In the excerpt on Thalamo-Cortical pathways, copy out word for word everything from "By David Rawlinson" down to "introduced Pyramidal cells.".
(TEXT EXCERPT Opens)
Figure 1: Our headline image is from the Cognitive Consilience: An atlas of key pathways cross-referenced to supporting literature articles. The complexity and variety of routing within the brain can be appreciated with this beautiful illustration. Note in particular the specialisation of cortical cells and the way this affects their interactions with other cells in the cortex and elsewhere in the brain. Explore this fantastic resource yourself.

By David Rawlinson and Gideon Kowadlo

This is part 3 of our series “how to build an artificial general intelligence” (AGI). Part 1 was a theoretical look at General Intelligence (follow the link if you don’t know what General Intelligence is).

We believe that the Thalamo-Cortical system is the origin of General Intelligence in people. In Part 2 we presented very broadly how the Thalamo-Cortical system is structured and organised. We applied some core concepts, such as hierarchy, to help us describe the system.

We also looked at the cellular structure of the Cortex and in particular introduced Pyramidal cells.

This article is again about what we can learn from reverse-engineering the Thalamo-Cortical system, but this time from its connectivity, which we present in terms of circuits and pathways.

Pathways and Circuits

A pathway is a gross pattern of sequential connectivity between brain regions – for example, if part A is highly connected to part B, and activity in A is followed by activity in B, we say there exists a pathway between A and B. Cells in the Thalamo-Cortical system are connected to each other in quite restricted and specific ways, so these pathways are quite informative.

Circuits are more specific and precise details of both connectivity and functional interaction between neurons. In computational neuroscience there exists a concept called the Canonical Cortical Micro-Circuit. The specifics of this circuit are not widely agreed, because (a) the Cortex is complex and (b) many of the evidence-gathering exercises are statistical observations (e.g. “X% of outputs from A and Y% of output from B projects to region C”) which may obscure fundamental functional or topological features. For example, outputs from A and B may project to cells with exclusive roles, but physically co-located in C. Statistical, regional approaches will not capture such distinctions.

In the neuroscience literature there’s a frustrating habit of selectively reporting supporting details while ignoring others. Perhaps this is simply because it’s impossible to describe any part exhaustively. In particular, there is a lot of contradictory information about Cortical circuits. But the research can still shed some light on what is happening. Just don’t expect all sources to be consistent or complete!

Key Cortical Pathways

There are several widely-cited and well established cortical pathways (i.e. routes with at least one end in the Cortex). To understand these, it is important to remember both the physical and logical structure of the Cortex as described in the previous article. Physically, the cortex is made of layers, and logically, Columns within the Cortex form a hierarchy.

The hierarchy defines a structure made of Columns, and determines which Columns interact. Pathways describe the patterns of interaction between cells within a Column, and between Columns. We assume that all Columns are functionally identical prior to training.

Cells within Columns are usually identified by both the physical location of cell bodies within particular Layers in the Column, and by the morphology (shape) of the cell. Data flow to and from Cortical cells is largely restricted to a handful of core pathways that begin and terminate in particular cell types in specific cortical layers.
(TEXT EXCERPT Closes)
(INFORMATION GIVEN Opens)
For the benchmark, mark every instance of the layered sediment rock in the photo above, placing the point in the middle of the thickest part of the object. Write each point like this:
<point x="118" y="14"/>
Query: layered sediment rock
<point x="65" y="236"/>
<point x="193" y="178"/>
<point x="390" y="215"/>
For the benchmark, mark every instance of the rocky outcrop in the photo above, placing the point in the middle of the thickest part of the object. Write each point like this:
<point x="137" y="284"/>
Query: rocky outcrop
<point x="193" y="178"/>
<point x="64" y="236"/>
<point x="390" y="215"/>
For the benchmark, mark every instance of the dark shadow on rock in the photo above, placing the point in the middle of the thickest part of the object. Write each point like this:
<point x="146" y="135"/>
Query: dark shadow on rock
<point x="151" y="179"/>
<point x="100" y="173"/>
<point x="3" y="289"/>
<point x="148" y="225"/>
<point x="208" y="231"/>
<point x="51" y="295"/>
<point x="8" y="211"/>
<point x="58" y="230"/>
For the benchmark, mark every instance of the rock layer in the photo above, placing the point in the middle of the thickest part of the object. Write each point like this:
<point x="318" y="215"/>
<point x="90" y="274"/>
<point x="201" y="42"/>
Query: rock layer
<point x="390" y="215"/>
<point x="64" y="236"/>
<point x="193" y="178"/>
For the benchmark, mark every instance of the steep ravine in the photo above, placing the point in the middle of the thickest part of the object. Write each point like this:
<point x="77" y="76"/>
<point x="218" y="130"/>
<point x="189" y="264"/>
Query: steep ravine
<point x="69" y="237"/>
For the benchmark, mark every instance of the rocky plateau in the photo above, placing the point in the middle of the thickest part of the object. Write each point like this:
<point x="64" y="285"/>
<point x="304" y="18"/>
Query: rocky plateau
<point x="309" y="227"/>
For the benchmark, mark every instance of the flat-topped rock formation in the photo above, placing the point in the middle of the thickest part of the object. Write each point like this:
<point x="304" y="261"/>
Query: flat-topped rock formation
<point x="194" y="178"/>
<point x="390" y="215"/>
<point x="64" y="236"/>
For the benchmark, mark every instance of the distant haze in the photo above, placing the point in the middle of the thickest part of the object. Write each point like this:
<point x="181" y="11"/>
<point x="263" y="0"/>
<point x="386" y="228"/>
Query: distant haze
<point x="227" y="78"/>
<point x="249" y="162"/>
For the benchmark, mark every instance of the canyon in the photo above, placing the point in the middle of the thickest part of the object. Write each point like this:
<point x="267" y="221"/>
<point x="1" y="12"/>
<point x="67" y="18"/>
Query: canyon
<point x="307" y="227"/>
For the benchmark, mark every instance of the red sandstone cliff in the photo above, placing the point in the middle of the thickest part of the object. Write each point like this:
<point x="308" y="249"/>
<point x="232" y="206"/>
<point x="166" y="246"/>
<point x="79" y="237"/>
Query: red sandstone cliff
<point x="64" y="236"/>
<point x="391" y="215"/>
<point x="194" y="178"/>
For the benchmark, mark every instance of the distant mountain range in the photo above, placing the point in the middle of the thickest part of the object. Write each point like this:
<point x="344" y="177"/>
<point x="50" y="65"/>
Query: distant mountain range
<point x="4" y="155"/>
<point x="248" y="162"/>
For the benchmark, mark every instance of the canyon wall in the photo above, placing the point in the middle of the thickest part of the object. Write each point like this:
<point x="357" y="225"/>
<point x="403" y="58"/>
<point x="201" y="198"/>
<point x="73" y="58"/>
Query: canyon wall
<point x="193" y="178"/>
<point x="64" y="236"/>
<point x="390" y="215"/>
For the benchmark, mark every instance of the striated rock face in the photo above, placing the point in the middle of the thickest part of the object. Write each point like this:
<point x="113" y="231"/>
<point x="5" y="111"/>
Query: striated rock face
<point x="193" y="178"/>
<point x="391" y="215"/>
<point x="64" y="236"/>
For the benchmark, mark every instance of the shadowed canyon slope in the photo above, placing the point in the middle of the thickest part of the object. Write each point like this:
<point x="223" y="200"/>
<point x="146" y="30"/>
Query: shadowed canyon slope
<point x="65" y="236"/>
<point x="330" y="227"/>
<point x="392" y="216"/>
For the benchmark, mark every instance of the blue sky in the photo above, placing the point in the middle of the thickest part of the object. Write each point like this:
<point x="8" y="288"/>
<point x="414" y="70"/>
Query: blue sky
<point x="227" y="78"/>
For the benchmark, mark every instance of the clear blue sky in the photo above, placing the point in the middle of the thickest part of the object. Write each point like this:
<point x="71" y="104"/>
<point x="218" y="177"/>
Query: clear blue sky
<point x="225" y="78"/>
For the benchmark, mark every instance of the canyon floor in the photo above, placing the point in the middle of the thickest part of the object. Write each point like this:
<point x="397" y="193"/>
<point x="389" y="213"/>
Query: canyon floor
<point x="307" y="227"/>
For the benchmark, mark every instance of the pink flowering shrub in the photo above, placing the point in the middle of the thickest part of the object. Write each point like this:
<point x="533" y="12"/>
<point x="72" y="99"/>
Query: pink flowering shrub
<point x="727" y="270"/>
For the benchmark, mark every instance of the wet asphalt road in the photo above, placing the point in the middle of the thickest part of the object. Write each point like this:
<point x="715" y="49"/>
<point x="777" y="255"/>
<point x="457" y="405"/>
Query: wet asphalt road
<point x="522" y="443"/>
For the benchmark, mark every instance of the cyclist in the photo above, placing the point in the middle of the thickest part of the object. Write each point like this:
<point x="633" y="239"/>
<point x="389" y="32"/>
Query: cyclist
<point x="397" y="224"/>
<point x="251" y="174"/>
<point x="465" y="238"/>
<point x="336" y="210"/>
(INFORMATION GIVEN Closes)
OUTPUT OF THE EXERCISE ▸
By David Rawlinson and Gideon Kowadlo

This is part 3 of our series “how to build an artificial general intelligence” (AGI). Part 1 was a theoretical look at General Intelligence (follow the link if you don’t know what General Intelligence is).

We believe that the Thalamo-Cortical system is the origin of General Intelligence in people. In Part 2 we presented very broadly how the Thalamo-Cortical system is structured and organised. We applied some core concepts, such as hierarchy, to help us describe the system.

We also looked at the cellular structure of the Cortex and in particular introduced Pyramidal cells.